STATED TASK A - Using the article on approving and rejecting Timesheet entries, list every action that requires Super User status or a Role with the Timesheets: Administrate permission.

ARTICLE -
◆ ◆ ◆
Skip to main content

Approving and rejecting Timesheet entries

Approve, edit, delete, or un-approve Timesheet entries from the Mobaro Backend. Covers what 'rejection' means in Mobaro (edit or delete), the auto-approval rule when admins make changes, and how to revert an approved entry to pending.

Written by Logan Bowlby
Updated today

Overview

Mobaro Timesheet entries are submitted by Users on Assignments and reviewed by managers from the centralized Timesheets page in the Mobaro Backend. Once submitted, an entry can be approved, edited, or deleted. Mobaro does not have a separate Reject action — the same outcome is achieved by editing the entry to fix it or by deleting it outright. Approved entries can also be reverted to a pending state if an approval needs to be reversed.

Why this matters: Timesheets are operational data that often flow into payroll, billing, or compliance reporting. The right approval pattern keeps the data clean and timely without creating bottlenecks where managers can't move entries through quickly.

Required access: To approve, un-approve, edit other Users' entries, or delete Timesheet entries, you must be a Super User or hold a Role with the Timesheets: Administrate permission. Users without this can still create, edit, and delete their own entries.
◆ ◆ ◆
STATED TASK B - Express the stretch of the listing from the line containing "Every instance of the gray" through the end of the listing as a JSON list of strings, one string per line.

DATA -
◆ ◆ ◆
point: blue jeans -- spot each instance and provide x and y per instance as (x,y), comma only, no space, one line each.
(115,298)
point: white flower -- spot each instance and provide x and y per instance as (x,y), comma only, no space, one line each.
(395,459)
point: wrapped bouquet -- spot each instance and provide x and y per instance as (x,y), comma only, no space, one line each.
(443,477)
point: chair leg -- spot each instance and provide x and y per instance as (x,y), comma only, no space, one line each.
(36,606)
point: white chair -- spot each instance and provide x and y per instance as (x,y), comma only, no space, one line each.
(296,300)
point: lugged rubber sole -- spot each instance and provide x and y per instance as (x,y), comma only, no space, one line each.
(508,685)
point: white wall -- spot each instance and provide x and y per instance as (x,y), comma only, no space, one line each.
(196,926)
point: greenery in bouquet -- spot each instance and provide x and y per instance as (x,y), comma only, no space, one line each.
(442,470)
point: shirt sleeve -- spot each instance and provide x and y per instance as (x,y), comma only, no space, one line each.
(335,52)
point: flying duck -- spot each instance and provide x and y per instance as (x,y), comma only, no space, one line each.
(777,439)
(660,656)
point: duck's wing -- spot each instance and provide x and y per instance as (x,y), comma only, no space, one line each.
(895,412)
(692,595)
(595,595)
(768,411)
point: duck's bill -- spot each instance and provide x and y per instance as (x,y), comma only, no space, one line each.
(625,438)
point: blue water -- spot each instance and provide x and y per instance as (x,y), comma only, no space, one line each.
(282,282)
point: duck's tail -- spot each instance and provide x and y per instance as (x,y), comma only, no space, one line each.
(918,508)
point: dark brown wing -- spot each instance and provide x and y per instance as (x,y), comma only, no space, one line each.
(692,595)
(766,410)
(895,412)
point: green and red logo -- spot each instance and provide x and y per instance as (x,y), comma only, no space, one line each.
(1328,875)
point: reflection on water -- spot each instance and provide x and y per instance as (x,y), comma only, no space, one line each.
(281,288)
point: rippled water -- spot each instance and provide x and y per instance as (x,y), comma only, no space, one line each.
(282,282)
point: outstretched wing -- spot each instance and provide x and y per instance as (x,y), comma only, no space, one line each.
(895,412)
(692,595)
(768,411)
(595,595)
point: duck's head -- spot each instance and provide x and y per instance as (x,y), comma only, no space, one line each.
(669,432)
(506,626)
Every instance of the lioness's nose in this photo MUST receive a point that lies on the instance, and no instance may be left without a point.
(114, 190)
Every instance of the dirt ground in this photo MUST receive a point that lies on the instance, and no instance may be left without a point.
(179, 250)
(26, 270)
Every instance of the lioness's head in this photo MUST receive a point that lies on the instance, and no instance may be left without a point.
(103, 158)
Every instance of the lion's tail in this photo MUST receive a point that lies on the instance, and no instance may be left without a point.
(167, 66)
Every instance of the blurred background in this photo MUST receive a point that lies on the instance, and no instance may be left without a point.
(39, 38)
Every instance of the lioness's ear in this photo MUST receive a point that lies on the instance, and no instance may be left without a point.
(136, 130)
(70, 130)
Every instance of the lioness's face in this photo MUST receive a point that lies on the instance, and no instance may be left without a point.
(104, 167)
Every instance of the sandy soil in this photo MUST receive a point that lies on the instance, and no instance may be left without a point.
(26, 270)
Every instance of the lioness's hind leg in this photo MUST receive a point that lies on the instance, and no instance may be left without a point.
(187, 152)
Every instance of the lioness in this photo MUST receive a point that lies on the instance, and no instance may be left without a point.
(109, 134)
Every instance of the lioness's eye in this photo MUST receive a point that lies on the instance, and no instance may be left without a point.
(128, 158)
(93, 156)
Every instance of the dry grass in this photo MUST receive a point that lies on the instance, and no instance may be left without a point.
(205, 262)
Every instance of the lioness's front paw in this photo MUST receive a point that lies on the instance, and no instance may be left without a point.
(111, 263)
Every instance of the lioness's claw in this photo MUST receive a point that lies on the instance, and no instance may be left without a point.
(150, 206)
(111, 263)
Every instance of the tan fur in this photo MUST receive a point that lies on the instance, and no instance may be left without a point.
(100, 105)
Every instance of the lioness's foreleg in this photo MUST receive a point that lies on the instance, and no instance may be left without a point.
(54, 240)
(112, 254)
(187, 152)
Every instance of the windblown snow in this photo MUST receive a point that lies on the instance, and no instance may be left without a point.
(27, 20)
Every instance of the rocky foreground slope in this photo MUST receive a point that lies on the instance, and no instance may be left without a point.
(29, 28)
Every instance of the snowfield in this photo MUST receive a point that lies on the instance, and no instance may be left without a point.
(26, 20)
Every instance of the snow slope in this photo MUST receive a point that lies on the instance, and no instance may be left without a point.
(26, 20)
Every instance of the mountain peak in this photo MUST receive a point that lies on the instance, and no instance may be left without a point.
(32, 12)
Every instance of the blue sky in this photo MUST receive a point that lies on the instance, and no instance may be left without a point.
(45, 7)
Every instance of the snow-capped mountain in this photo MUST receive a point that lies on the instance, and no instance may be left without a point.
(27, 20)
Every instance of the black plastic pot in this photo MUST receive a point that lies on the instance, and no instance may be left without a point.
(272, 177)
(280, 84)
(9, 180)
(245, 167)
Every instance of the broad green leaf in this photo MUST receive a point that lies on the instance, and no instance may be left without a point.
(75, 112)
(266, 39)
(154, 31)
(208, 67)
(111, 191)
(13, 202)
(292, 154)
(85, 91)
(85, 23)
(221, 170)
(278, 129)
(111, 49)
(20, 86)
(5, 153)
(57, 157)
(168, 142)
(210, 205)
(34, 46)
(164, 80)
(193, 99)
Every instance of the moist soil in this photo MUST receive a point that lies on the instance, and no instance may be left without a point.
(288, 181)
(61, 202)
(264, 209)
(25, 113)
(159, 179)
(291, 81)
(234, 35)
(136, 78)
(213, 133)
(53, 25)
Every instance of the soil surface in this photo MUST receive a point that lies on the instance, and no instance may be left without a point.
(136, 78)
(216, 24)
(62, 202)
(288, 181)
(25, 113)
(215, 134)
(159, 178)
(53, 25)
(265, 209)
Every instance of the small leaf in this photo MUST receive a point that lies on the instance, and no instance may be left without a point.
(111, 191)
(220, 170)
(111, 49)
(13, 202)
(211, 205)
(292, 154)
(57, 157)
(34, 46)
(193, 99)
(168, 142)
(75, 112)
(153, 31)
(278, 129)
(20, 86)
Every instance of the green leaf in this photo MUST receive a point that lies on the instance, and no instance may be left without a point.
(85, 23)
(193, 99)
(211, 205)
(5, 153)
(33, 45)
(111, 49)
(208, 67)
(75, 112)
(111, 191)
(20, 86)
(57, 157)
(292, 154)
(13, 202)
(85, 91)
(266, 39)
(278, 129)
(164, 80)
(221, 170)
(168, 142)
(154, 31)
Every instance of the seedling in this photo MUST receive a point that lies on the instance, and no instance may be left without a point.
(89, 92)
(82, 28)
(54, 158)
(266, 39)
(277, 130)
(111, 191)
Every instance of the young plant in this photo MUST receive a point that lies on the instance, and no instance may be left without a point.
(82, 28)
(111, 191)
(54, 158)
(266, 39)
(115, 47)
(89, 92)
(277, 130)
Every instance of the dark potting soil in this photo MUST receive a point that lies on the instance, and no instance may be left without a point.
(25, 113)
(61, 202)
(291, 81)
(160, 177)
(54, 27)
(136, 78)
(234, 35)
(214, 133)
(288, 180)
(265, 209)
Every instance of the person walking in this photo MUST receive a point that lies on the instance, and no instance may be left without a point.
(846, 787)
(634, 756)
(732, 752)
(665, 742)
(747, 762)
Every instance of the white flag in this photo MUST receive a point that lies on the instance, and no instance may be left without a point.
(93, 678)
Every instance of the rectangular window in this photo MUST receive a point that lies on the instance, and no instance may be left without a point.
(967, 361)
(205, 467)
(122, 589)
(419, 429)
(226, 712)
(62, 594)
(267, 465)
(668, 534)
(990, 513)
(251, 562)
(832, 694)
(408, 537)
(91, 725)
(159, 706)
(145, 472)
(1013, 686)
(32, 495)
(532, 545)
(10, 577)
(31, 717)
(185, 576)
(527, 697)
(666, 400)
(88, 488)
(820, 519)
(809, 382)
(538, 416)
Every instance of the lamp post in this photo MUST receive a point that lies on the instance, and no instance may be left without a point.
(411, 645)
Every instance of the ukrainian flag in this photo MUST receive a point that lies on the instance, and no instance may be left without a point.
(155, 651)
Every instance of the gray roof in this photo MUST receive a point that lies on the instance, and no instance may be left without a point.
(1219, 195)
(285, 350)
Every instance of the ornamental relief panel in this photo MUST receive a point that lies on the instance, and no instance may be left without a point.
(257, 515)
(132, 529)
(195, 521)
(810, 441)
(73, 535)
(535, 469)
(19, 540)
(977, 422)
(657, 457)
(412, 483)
◆ ◆ ◆
EXERCISE ANSWER A -
- Approve Timesheet entries
- Un-approve Timesheet entries
- Edit other Users' entries
- Delete Timesheet entries

EXERCISE ANSWER B -
[
  "Every instance of the gray roof in this photo MUST receive a point that lies on the instance, and no instance may be left without a point.",
  "(1219, 195)",
  "(285, 350)",
  "Every instance of the ornamental relief panel in this photo MUST receive a point that lies on the instance, and no instance may be left without a point.",
  "(257, 515)",
  "(132, 529)",
  "(195, 521)",
  "(810, 441)",
  "(73, 535)",
  "(535, 469)",
  "(19, 540)",
  "(977, 422)",
  "(657, 457)",
  "(412, 483)"
]